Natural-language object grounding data
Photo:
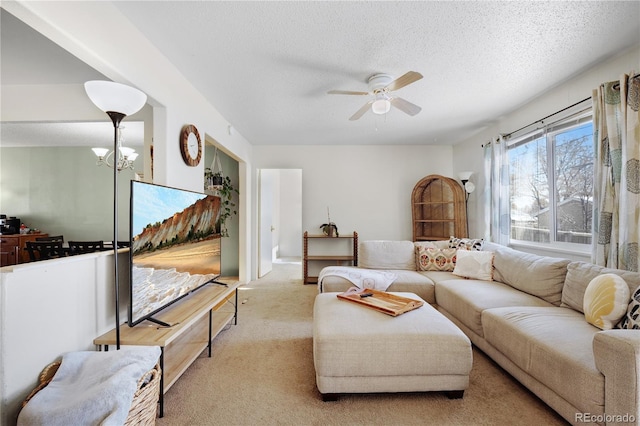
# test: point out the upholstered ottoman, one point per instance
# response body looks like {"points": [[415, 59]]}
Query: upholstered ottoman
{"points": [[360, 350]]}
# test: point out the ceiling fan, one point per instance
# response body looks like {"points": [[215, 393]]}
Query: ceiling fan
{"points": [[380, 86]]}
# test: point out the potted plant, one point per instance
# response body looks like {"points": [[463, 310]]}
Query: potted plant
{"points": [[212, 179], [329, 229]]}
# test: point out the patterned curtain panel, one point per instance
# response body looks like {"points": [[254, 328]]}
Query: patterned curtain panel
{"points": [[616, 211], [497, 198]]}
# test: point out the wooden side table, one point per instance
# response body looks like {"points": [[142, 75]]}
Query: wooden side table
{"points": [[338, 259]]}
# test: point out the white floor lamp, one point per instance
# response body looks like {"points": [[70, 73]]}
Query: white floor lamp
{"points": [[118, 101]]}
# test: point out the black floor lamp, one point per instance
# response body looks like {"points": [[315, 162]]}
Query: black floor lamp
{"points": [[468, 187], [118, 101]]}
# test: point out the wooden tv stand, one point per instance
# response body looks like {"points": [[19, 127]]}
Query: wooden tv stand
{"points": [[195, 321]]}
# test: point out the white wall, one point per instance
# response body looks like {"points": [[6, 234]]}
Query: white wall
{"points": [[290, 213], [61, 191], [367, 188], [468, 153], [33, 296]]}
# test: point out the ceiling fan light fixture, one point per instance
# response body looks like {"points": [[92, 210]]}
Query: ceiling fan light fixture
{"points": [[381, 105]]}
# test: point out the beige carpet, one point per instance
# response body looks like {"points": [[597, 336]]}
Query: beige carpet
{"points": [[261, 372]]}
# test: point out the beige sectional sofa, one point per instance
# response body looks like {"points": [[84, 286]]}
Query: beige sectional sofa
{"points": [[530, 321]]}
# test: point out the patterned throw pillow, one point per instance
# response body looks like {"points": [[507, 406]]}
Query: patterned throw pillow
{"points": [[466, 243], [474, 264], [434, 259], [632, 319], [605, 300]]}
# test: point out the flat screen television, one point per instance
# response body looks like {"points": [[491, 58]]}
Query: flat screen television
{"points": [[175, 247]]}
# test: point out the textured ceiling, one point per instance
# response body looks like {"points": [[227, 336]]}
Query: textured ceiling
{"points": [[266, 66]]}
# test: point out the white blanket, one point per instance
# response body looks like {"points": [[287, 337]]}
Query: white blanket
{"points": [[91, 388], [361, 278]]}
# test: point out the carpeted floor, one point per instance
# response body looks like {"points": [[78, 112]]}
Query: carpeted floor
{"points": [[261, 373]]}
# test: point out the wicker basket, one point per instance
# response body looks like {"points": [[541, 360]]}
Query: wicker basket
{"points": [[144, 407]]}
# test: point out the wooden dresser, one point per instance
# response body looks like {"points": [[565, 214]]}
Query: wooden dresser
{"points": [[12, 248]]}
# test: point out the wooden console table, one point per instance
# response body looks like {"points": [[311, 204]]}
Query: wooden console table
{"points": [[13, 248], [351, 258], [195, 321]]}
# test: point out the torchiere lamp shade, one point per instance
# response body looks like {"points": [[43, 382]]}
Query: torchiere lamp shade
{"points": [[110, 96]]}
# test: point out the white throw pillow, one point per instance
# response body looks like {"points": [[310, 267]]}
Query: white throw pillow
{"points": [[474, 264], [382, 254], [606, 300]]}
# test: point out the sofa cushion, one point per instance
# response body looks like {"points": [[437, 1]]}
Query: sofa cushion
{"points": [[474, 264], [632, 318], [466, 299], [435, 259], [606, 300], [552, 344], [540, 276], [406, 281], [387, 255], [580, 274]]}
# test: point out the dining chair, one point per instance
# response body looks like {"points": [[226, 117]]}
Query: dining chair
{"points": [[51, 238], [81, 247], [43, 250]]}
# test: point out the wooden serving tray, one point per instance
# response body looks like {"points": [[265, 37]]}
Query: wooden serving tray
{"points": [[381, 301]]}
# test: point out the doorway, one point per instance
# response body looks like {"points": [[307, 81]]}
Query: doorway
{"points": [[280, 217]]}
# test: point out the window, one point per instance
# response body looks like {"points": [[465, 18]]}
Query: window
{"points": [[551, 182]]}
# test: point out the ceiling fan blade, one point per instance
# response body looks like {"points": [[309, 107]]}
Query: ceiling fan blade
{"points": [[405, 80], [346, 92], [405, 106], [366, 107]]}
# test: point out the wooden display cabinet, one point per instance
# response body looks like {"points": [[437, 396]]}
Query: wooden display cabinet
{"points": [[438, 209], [13, 248], [194, 322], [350, 258]]}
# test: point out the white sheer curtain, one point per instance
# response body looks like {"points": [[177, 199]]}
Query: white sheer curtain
{"points": [[497, 198], [617, 174]]}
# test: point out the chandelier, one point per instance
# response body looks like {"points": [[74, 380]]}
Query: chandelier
{"points": [[125, 157]]}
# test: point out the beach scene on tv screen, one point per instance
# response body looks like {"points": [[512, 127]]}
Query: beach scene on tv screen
{"points": [[175, 245]]}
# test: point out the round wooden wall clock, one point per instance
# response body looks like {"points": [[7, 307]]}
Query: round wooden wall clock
{"points": [[190, 145]]}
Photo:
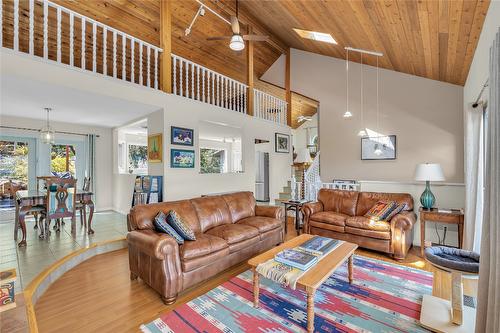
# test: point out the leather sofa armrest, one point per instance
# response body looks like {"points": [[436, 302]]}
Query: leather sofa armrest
{"points": [[153, 244], [269, 211], [404, 220]]}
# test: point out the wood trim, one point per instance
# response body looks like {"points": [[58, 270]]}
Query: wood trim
{"points": [[32, 288], [250, 74], [166, 45], [287, 89]]}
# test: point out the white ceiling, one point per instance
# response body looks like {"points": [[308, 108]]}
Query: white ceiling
{"points": [[24, 98]]}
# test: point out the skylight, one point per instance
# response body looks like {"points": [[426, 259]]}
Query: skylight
{"points": [[314, 35]]}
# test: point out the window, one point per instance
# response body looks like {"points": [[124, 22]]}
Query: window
{"points": [[63, 159], [220, 148], [138, 159]]}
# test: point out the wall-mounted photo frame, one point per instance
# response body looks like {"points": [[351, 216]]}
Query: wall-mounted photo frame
{"points": [[282, 143], [155, 148], [181, 158], [378, 148], [181, 136]]}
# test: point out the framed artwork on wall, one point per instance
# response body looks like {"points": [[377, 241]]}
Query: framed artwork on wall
{"points": [[181, 136], [378, 148], [282, 143], [180, 158], [155, 145]]}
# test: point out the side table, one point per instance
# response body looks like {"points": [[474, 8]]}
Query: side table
{"points": [[449, 216]]}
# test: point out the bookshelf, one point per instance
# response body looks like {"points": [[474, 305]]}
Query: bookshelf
{"points": [[147, 189]]}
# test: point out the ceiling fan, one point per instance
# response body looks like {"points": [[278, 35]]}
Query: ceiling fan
{"points": [[237, 39]]}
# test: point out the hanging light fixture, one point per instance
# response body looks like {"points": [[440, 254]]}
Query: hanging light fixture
{"points": [[377, 150], [347, 113], [362, 132], [47, 133]]}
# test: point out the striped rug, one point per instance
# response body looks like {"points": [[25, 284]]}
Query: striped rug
{"points": [[383, 298]]}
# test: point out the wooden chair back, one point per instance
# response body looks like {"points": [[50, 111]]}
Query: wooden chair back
{"points": [[61, 195]]}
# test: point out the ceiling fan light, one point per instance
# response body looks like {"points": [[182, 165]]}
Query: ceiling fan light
{"points": [[237, 43], [347, 114]]}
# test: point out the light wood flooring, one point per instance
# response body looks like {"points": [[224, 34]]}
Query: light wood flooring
{"points": [[98, 296]]}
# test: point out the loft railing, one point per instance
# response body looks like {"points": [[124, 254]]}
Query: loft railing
{"points": [[269, 107], [45, 29]]}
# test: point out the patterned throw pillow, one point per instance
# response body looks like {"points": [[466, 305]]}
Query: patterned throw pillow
{"points": [[161, 225], [396, 211], [381, 210], [180, 226]]}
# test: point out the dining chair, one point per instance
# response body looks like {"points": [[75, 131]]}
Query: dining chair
{"points": [[61, 195]]}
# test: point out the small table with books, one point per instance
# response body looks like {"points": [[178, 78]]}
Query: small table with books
{"points": [[314, 276]]}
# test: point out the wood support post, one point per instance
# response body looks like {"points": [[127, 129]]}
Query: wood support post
{"points": [[287, 89], [250, 74], [166, 45]]}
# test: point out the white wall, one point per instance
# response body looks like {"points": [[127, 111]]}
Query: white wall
{"points": [[103, 179], [425, 115], [187, 183]]}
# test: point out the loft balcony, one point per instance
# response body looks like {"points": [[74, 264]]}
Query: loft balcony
{"points": [[53, 33]]}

WHAT TO PRODUCE>
Beginning at the line above that contains "Query: ceiling fan light fixture", return each line exactly through the line that contains "# test: point out the wooden dresser, one", and no others.

ANSWER TO THIS PROBLEM>
Query: ceiling fan light fixture
{"points": [[381, 105]]}
# test: point out the beige carpet, one point per instance
# response body looks like {"points": [[597, 336]]}
Query: beige carpet
{"points": [[261, 372]]}
# test: point out the beige sectional sofa, one point per instance
# response body looks like {"points": [[84, 286]]}
Query: beige sectional sofa
{"points": [[530, 321]]}
# test: point out the patterned throw pillow, one point per instance
# response body looks like {"points": [[507, 406]]}
Query: patterned throw pillow
{"points": [[466, 243], [474, 264], [434, 259], [632, 319], [605, 300]]}
# test: point out the flat screen television, one point per instance
# response body looks like {"points": [[491, 58]]}
Query: flat screen television
{"points": [[175, 247]]}
# test: point out the textured ceiling, one point per instance
# response body looks like {"points": [[227, 336]]}
Query: textured ceiling
{"points": [[266, 66]]}
# test: point out the white blanket, one point per instance
# response body looks like {"points": [[287, 337]]}
Query: white blanket
{"points": [[91, 388], [361, 278]]}
# test: point out the carpeted floor, one point per instance
# response body looks like {"points": [[78, 112]]}
Query: carpeted floor
{"points": [[261, 373]]}
# test: point out the wicker basket, one point per instance
# response body looks like {"points": [[541, 360]]}
Query: wicker basket
{"points": [[144, 407]]}
# test: point out the wooden dresser, one point per instance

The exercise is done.